Material provided:

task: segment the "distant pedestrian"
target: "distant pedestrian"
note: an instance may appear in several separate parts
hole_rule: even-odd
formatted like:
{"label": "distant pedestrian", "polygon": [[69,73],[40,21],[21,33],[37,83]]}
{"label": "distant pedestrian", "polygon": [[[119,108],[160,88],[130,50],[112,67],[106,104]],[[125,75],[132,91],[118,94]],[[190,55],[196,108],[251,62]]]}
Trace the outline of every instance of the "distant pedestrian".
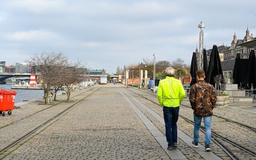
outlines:
{"label": "distant pedestrian", "polygon": [[174,69],[168,67],[165,72],[166,76],[159,82],[157,95],[160,105],[163,106],[167,149],[172,150],[177,148],[177,122],[180,104],[186,93],[180,81],[174,78]]}
{"label": "distant pedestrian", "polygon": [[213,114],[212,110],[215,106],[217,98],[215,96],[215,89],[213,86],[206,83],[204,71],[199,70],[196,72],[198,82],[191,86],[189,94],[189,101],[194,110],[194,147],[198,147],[199,129],[202,118],[205,130],[205,150],[211,150],[211,124]]}

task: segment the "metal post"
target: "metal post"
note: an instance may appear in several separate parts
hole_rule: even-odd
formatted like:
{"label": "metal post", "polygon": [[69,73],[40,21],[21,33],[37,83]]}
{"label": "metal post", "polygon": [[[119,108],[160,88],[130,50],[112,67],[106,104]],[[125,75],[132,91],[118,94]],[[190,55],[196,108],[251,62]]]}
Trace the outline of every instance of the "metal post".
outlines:
{"label": "metal post", "polygon": [[153,56],[154,56],[154,75],[153,75],[153,78],[154,79],[154,84],[153,86],[153,92],[156,92],[155,88],[156,88],[156,53],[154,53]]}
{"label": "metal post", "polygon": [[200,28],[200,34],[199,34],[199,69],[204,70],[203,48],[204,47],[204,32],[202,28],[204,28],[204,24],[202,22],[198,25],[198,28]]}
{"label": "metal post", "polygon": [[[134,68],[134,67],[132,67],[132,68]],[[133,72],[134,72],[134,70],[132,70],[132,84],[133,84],[134,83],[134,82],[133,82],[134,81],[134,79],[133,79]]]}

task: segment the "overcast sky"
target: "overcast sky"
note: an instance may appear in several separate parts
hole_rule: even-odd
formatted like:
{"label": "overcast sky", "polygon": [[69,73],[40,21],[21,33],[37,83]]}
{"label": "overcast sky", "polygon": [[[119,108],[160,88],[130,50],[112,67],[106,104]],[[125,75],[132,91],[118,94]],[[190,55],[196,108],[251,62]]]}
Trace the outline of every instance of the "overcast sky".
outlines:
{"label": "overcast sky", "polygon": [[24,62],[33,54],[62,51],[92,69],[116,72],[143,58],[190,64],[205,24],[206,49],[256,36],[250,0],[0,0],[0,61]]}

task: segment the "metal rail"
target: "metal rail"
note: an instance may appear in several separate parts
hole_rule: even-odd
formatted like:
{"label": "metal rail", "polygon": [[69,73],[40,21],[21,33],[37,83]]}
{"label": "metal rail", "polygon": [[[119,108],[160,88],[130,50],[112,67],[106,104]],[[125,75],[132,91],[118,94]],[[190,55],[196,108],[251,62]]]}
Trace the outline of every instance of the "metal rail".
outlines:
{"label": "metal rail", "polygon": [[[144,93],[146,93],[147,94],[151,94],[152,95],[153,95],[154,96],[155,96],[156,97],[156,96],[155,94],[152,94],[150,93],[148,93],[148,92],[144,92],[144,91],[142,91],[142,90],[139,90],[139,91],[141,91],[141,92],[143,92]],[[181,105],[182,105],[182,106],[184,106],[184,107],[186,107],[189,108],[191,108],[190,106],[188,106],[186,105],[185,104],[181,104]],[[250,130],[252,130],[252,131],[253,131],[254,132],[256,132],[256,128],[254,128],[254,127],[252,127],[252,126],[248,126],[248,125],[247,124],[244,124],[243,123],[242,123],[238,122],[237,121],[233,120],[230,120],[230,119],[228,119],[228,118],[226,118],[225,117],[222,117],[221,116],[218,116],[218,115],[214,114],[214,115],[213,115],[213,116],[214,116],[218,117],[218,118],[220,118],[223,119],[225,120],[226,120],[227,121],[229,122],[230,122],[235,123],[235,124],[238,124],[238,125],[241,126],[241,127],[243,127],[245,128],[246,128],[247,129],[249,129]]]}
{"label": "metal rail", "polygon": [[[128,90],[129,90],[129,91],[136,94],[138,94],[141,96],[142,96],[142,97],[148,100],[149,101],[150,101],[150,102],[152,102],[152,103],[157,104],[157,105],[162,107],[162,106],[160,106],[160,105],[159,105],[158,103],[156,103],[155,102],[151,100],[150,99],[148,99],[148,98],[147,98],[146,97],[145,97],[143,96],[142,96],[141,94],[140,94],[137,93],[136,93],[135,92],[132,91],[128,89],[128,88],[126,88],[126,89]],[[143,91],[142,91],[143,92]],[[182,118],[183,119],[185,119],[186,120],[187,120],[190,122],[191,123],[193,124],[194,124],[194,122],[193,121],[192,121],[191,120],[190,120],[189,119],[188,119],[188,118],[186,118],[185,117],[181,116],[180,115],[179,115],[179,116],[180,116],[180,117]],[[202,126],[201,126],[201,128],[204,128],[204,127]],[[241,146],[240,144],[238,144],[237,143],[236,143],[233,141],[232,141],[232,140],[226,138],[220,135],[219,134],[216,133],[216,132],[212,131],[212,134],[213,134],[214,136],[216,136],[216,137],[219,138],[220,139],[221,139],[222,140],[224,140],[226,142],[228,142],[228,143],[230,143],[230,144],[234,146],[235,146],[239,148],[239,149],[240,149],[241,150],[244,150],[245,152],[249,153],[250,154],[251,154],[251,155],[256,156],[256,153],[252,151],[251,151],[249,149],[248,149],[248,148],[246,148],[245,147],[244,147],[242,146]],[[219,141],[218,141],[218,140],[217,140],[216,139],[216,137],[214,137],[213,136],[212,136],[212,140],[215,142],[217,142],[216,143],[216,144],[219,146],[220,148],[221,148],[230,157],[230,158],[232,158],[232,159],[233,160],[239,160],[239,158],[238,158],[236,155],[235,154],[234,154],[234,153],[233,153],[229,149],[228,149],[228,148],[227,147],[225,146],[225,145],[224,145],[224,144],[223,144],[221,142],[220,142]],[[216,140],[217,140],[217,141],[216,141]]]}
{"label": "metal rail", "polygon": [[[97,87],[98,87],[98,86],[97,86],[97,87],[96,87],[95,88],[92,88],[90,89],[90,90],[87,90],[87,91],[86,91],[85,92],[82,92],[82,93],[81,93],[80,94],[78,94],[78,95],[77,95],[76,96],[73,96],[73,97],[71,97],[71,98],[74,98],[74,97],[76,97],[77,96],[80,96],[82,94],[84,94],[84,93],[86,93],[86,92],[87,92],[88,91],[89,91],[92,90],[92,89],[93,89],[94,88],[97,88]],[[39,111],[38,111],[37,112],[36,112],[35,113],[33,113],[33,114],[31,114],[30,115],[28,115],[28,116],[26,116],[25,117],[23,117],[23,118],[22,118],[19,119],[18,120],[15,120],[15,121],[14,121],[14,122],[12,122],[6,124],[6,125],[5,125],[4,126],[2,126],[0,127],[0,129],[1,129],[2,128],[4,128],[4,127],[7,127],[8,126],[9,126],[10,125],[13,124],[14,124],[14,123],[17,123],[17,122],[18,122],[20,121],[21,120],[27,119],[28,118],[30,117],[31,117],[31,116],[34,116],[34,115],[35,114],[36,114],[37,113],[40,113],[40,112],[41,112],[42,111],[44,111],[45,110],[47,110],[48,109],[49,109],[49,108],[52,108],[52,107],[53,107],[54,106],[56,106],[56,105],[57,105],[58,104],[59,104],[60,103],[62,103],[62,102],[64,102],[64,101],[65,101],[65,100],[61,101],[60,102],[58,102],[58,103],[56,103],[56,104],[53,104],[53,105],[52,105],[52,106],[49,106],[49,107],[46,108],[45,108],[43,109],[42,110],[39,110]]]}
{"label": "metal rail", "polygon": [[[31,130],[31,131],[30,131],[29,132],[28,132],[25,135],[21,137],[20,138],[18,138],[17,140],[15,140],[14,142],[13,142],[11,144],[9,144],[7,146],[6,146],[5,148],[3,148],[2,150],[0,150],[0,155],[1,154],[2,154],[2,153],[4,153],[4,152],[7,151],[9,149],[10,149],[10,148],[11,148],[12,147],[13,147],[15,145],[16,145],[19,142],[20,142],[22,140],[23,140],[24,139],[26,138],[26,137],[28,137],[28,136],[29,136],[30,135],[31,135],[33,133],[34,133],[36,131],[38,130],[40,128],[42,128],[42,127],[45,126],[46,124],[47,124],[49,123],[49,122],[50,122],[51,121],[52,121],[53,120],[54,120],[55,119],[56,119],[57,117],[58,117],[59,116],[61,115],[63,113],[64,113],[65,112],[66,112],[66,111],[68,111],[68,110],[70,109],[70,110],[69,111],[68,111],[68,112],[70,111],[70,110],[72,110],[74,109],[75,107],[77,106],[77,105],[78,104],[80,104],[82,102],[84,102],[86,99],[87,99],[90,96],[92,96],[93,94],[94,94],[95,92],[96,92],[96,91],[97,91],[97,90],[99,90],[102,87],[103,87],[103,86],[98,88],[95,91],[94,91],[93,92],[91,93],[90,94],[86,96],[85,96],[84,98],[82,99],[81,99],[81,100],[80,100],[79,101],[78,101],[77,102],[76,102],[74,104],[72,105],[72,106],[70,106],[70,107],[68,107],[68,108],[66,109],[65,110],[63,110],[63,111],[62,111],[60,113],[59,113],[57,115],[56,115],[55,116],[54,116],[53,118],[50,118],[49,120],[48,120],[47,121],[44,122],[42,124],[38,126],[37,126],[34,129],[32,130]],[[93,89],[93,88],[92,88],[92,89]],[[4,158],[4,157],[3,157],[2,158]]]}

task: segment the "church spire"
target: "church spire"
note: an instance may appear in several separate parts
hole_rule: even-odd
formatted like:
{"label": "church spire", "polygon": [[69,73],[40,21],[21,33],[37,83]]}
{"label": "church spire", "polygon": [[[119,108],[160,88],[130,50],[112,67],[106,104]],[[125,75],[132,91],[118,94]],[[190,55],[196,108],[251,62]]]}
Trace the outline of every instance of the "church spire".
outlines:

Problem details: Collect every line of the material above that contains the string "spire", matching case exactly.

Output for this task:
task: segment the "church spire"
target: "church spire"
{"label": "church spire", "polygon": [[69,73],[40,21],[21,33],[37,83]]}
{"label": "church spire", "polygon": [[[119,108],[160,88],[130,50],[112,67],[106,104]],[[125,75],[132,91],[118,94]],[[190,55],[196,108],[251,62]]]}
Trace the outline of every instance of the "church spire".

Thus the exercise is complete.